-- 해야 할 일 --
아래 목록의 모든 줄을 처음부터 끝까지 하나도 바꾸지 말고 그대로 다시 적으세요.

======

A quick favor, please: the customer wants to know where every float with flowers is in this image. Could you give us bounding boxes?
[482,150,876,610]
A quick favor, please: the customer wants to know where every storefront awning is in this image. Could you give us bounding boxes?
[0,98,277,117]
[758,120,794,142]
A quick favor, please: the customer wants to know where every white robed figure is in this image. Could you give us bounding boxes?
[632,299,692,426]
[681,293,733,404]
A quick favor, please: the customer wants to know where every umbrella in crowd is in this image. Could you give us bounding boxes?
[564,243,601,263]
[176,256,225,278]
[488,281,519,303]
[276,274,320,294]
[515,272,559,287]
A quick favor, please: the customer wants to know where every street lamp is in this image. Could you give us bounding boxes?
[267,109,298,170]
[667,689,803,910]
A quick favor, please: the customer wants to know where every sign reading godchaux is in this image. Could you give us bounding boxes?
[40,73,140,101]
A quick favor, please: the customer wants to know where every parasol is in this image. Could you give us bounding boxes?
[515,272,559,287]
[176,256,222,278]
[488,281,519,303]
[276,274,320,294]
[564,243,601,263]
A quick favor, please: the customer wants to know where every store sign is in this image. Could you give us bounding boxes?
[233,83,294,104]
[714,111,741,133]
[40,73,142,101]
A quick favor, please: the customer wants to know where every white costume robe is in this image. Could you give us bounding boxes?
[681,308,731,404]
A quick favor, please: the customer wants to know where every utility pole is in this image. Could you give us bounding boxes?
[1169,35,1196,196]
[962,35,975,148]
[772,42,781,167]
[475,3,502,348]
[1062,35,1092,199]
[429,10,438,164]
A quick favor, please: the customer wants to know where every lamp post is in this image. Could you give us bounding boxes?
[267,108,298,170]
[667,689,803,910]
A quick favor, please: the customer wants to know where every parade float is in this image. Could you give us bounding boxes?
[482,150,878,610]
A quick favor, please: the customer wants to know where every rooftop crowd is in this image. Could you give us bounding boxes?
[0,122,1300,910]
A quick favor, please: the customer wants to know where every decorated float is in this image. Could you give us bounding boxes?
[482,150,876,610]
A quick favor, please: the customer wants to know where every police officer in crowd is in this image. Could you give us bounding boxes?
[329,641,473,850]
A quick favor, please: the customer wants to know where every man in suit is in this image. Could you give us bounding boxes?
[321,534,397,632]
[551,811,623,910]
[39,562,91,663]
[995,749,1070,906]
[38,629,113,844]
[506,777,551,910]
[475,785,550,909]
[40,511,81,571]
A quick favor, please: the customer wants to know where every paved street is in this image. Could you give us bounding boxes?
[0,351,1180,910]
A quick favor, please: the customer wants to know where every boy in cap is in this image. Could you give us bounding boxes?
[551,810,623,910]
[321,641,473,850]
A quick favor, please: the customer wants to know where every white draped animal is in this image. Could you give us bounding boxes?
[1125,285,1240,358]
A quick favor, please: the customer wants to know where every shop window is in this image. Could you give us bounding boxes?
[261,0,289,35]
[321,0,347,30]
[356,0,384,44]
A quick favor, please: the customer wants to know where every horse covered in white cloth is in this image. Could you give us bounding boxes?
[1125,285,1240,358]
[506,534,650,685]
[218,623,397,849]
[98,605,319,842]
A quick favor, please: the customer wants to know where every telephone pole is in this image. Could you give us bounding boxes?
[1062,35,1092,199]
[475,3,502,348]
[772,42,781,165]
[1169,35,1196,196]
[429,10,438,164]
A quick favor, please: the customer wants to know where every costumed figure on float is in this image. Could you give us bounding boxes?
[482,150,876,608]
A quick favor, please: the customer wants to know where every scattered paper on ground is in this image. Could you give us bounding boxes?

======

-- 작업 결과 --
A quick favor, please: the customer wants to know where every float with flowers is in this image. Could you give us bounding boxes?
[482,150,876,610]
A quick favor, please: the customer wants to know where every storefront awning is in this image. Could you give us bounding boxes?
[0,98,277,117]
[758,120,794,142]
A quick favor, please: the customer wants to know where every white robed figure is in this image. Could you give us bounding boxes?
[632,299,692,426]
[681,293,733,404]
A quick favor, please: the customer wants to know where every umbrella in crowd is in this image. Could you give us bounding boxes?
[564,243,601,263]
[176,256,225,278]
[488,281,519,303]
[276,274,320,294]
[515,272,559,287]
A quick favor, please: the customer wants to know where every street lamp is in this image. Could you give us bounding boxes?
[267,109,298,170]
[667,689,803,910]
A quick favor, please: the customer wants to know where every sign reading godchaux is in this image. Could you give us bounding boxes?
[40,73,140,101]
A quick favor, please: the customer wants to know where every parasol is in this image. Could you give us bounding boxes?
[515,272,559,287]
[176,256,222,278]
[488,281,519,303]
[276,274,320,294]
[564,243,601,263]
A quick favor, please: the customer wants to know where every store sign is in this image. Could you give us bounding boxes?
[233,83,294,104]
[714,111,741,133]
[40,73,142,101]
A quick favor, please: the customer wants to know where every white costume robe is in this image. Could you give us bounding boxes?
[681,308,731,404]
A quick favor, please: the customer wants to know where every utility pole is in this image. Could you give us bounding boxes?
[1169,35,1196,196]
[962,35,975,148]
[772,42,781,167]
[475,3,502,348]
[1062,35,1092,199]
[429,10,438,164]
A quick favor, please: the customer wants to know where every lamp post is in this image. Could you give us bounding boxes?
[267,108,298,170]
[667,689,803,910]
A quick favor, please: the customer wants to know where every parade float is in this image. Could you give us bounding boxes?
[482,150,878,610]
A quick favor, please: the customer wants to know where every rooftop crowd is in this image. Could you give us bounding boxes?
[0,122,1300,910]
A quick favor, please: the customer wants to know where every decorated float is in this image. Could you give us bounding boxes?
[482,150,876,610]
A quick favor, please: the customer wants to know where every police officer in crowd is in this image. Could you give us bounding boxes?
[329,641,473,850]
A quick favor, please: the customer wants to know where every man in suit is in this image. Could you give us bounding boxes?
[321,534,397,632]
[551,811,623,910]
[39,562,91,663]
[995,749,1070,906]
[38,629,113,844]
[506,777,551,910]
[475,785,550,909]
[40,511,81,571]
A quick favor, please: the customer wants to know where every paved street is in this image. Could you give us bounding boxes?
[0,351,1180,910]
A quick favor, please: the customer wants to know where every boy in cap is in this image. Could you give us bounding boxes?
[551,810,623,910]
[321,641,473,850]
A quick favor, please: the customer wants to know where every white draped animal is in this image. Could you give us bounding boxes?
[1125,285,1240,358]
A quick favor, please: the customer wants to know where every shop window is in this image. Could you give us bounding boxes?
[261,0,289,35]
[321,0,347,30]
[356,0,384,44]
A quick favor, please: the customer wants to know where every horse covered in white cloth is in this image. Could you give us bounding boxes?
[1125,285,1240,358]
[506,534,650,685]
[218,623,397,849]
[98,605,319,842]
A quick favor, please: the customer wants to know where every telephone pole is in this image. Could you give us bounding boxes?
[1062,35,1092,199]
[475,3,502,348]
[772,42,781,165]
[1169,35,1196,196]
[429,10,438,164]
A quick favor, please: the customer wants to know where every costumed figure on float is in this image. Could you give us bounding boxes?
[482,150,876,608]
A quick favor, please: the customer wants to know where every scattered paper on ground is in this image. Could you give us bounding boxes?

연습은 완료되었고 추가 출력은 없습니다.